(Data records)
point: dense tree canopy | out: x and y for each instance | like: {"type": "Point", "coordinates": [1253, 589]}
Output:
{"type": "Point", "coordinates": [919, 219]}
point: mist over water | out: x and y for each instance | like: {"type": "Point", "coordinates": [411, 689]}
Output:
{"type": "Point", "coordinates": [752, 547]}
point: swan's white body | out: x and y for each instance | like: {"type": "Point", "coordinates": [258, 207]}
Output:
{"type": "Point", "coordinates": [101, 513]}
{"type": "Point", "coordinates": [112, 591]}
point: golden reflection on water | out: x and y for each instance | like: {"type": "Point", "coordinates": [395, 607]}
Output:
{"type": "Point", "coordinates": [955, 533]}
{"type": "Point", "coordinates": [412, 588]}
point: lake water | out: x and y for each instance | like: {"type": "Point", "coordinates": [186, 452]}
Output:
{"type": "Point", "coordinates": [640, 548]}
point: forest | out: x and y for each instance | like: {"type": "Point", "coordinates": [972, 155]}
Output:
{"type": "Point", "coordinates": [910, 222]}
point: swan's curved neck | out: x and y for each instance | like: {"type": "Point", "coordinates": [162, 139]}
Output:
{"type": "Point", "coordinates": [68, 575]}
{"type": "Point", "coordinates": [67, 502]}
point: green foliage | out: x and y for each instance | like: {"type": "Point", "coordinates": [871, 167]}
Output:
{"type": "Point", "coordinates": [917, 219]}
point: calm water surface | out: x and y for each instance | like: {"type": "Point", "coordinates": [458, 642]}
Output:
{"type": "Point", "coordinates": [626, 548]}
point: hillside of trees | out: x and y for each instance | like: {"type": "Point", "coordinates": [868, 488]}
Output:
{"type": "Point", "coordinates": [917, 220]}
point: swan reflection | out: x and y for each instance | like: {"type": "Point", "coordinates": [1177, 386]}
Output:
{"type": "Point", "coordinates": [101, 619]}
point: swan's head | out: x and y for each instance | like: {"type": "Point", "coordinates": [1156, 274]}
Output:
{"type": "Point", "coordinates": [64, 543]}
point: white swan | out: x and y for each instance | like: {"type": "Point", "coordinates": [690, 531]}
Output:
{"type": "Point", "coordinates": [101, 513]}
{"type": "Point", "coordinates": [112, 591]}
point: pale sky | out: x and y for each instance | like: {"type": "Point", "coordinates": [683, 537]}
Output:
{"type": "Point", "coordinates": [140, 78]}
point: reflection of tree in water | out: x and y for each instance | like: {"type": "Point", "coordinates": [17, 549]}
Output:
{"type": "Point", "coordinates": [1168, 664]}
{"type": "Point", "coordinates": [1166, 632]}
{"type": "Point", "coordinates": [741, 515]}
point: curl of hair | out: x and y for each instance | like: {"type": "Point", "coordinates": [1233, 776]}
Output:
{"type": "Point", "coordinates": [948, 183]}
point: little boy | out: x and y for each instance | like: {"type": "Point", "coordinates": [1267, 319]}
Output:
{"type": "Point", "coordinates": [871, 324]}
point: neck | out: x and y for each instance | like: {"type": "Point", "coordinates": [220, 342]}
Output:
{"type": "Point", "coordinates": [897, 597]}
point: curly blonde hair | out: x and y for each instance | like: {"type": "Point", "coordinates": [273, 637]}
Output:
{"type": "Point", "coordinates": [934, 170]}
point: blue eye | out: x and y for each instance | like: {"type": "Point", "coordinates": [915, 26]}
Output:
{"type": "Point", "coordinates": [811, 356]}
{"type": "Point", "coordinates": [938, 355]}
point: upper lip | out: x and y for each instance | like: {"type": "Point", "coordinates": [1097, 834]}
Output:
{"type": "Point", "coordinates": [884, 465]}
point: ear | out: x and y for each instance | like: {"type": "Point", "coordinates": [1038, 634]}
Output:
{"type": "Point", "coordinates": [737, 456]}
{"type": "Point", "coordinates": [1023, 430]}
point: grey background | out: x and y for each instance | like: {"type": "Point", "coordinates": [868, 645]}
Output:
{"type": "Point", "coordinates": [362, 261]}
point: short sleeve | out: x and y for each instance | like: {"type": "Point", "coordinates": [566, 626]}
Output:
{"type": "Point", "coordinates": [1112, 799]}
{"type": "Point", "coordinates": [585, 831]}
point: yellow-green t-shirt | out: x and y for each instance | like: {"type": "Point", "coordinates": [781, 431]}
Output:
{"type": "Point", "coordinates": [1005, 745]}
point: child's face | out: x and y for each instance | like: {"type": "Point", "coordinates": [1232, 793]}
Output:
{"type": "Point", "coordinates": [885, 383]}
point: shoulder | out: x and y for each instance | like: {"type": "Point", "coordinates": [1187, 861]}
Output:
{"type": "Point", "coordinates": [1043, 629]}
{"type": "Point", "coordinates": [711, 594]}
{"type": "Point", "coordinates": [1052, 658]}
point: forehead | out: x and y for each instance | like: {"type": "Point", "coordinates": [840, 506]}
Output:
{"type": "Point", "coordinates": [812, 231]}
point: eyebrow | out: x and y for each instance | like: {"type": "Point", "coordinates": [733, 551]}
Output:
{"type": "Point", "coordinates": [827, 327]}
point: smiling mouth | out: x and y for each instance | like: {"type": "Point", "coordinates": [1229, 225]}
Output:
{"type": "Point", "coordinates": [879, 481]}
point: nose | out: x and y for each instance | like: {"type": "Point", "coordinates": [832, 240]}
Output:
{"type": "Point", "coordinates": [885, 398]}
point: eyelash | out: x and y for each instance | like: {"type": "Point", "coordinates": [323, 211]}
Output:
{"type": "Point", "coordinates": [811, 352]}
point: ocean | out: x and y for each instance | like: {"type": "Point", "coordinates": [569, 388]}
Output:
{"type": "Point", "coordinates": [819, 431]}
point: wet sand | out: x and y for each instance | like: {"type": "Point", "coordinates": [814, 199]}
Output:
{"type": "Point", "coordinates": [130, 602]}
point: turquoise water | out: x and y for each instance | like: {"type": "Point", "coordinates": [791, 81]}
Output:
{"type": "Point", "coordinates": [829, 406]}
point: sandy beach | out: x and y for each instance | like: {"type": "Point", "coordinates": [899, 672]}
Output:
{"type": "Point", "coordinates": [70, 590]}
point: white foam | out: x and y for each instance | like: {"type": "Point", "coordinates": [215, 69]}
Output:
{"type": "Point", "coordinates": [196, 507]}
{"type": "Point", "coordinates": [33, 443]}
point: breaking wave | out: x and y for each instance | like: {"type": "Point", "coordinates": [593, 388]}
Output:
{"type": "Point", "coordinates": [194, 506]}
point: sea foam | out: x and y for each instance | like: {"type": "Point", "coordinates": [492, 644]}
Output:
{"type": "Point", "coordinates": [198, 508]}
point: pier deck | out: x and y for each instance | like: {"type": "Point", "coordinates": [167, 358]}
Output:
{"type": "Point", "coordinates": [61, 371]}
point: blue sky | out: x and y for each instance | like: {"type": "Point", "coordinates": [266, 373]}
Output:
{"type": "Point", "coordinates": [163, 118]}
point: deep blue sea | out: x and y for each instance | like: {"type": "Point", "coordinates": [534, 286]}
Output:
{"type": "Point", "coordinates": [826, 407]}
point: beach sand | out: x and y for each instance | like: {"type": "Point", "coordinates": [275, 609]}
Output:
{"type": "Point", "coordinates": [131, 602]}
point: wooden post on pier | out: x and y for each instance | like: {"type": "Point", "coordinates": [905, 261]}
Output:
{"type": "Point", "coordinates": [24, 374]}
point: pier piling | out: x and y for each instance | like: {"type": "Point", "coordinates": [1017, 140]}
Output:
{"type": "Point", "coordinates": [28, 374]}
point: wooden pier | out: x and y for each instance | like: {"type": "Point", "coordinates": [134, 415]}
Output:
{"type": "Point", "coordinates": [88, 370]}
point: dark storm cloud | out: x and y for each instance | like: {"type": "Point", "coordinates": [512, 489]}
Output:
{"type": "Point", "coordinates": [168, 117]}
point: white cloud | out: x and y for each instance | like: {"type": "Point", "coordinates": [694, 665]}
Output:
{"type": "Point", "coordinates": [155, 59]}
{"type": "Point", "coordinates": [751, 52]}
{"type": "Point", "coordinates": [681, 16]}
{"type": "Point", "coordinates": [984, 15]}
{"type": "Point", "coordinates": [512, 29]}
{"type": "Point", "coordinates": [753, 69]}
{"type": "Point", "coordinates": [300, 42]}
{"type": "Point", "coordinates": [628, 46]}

What you will do:
Transcribe the records above from the line holding "point: dark storm" down to the line holding "point: white cloud", inclusive, without adding anything.

Written response:
point: dark storm cloud | out: x and y for each instance | like: {"type": "Point", "coordinates": [512, 489]}
Output:
{"type": "Point", "coordinates": [168, 117]}
point: white cloud | out: x and y for each instance | like: {"type": "Point", "coordinates": [694, 665]}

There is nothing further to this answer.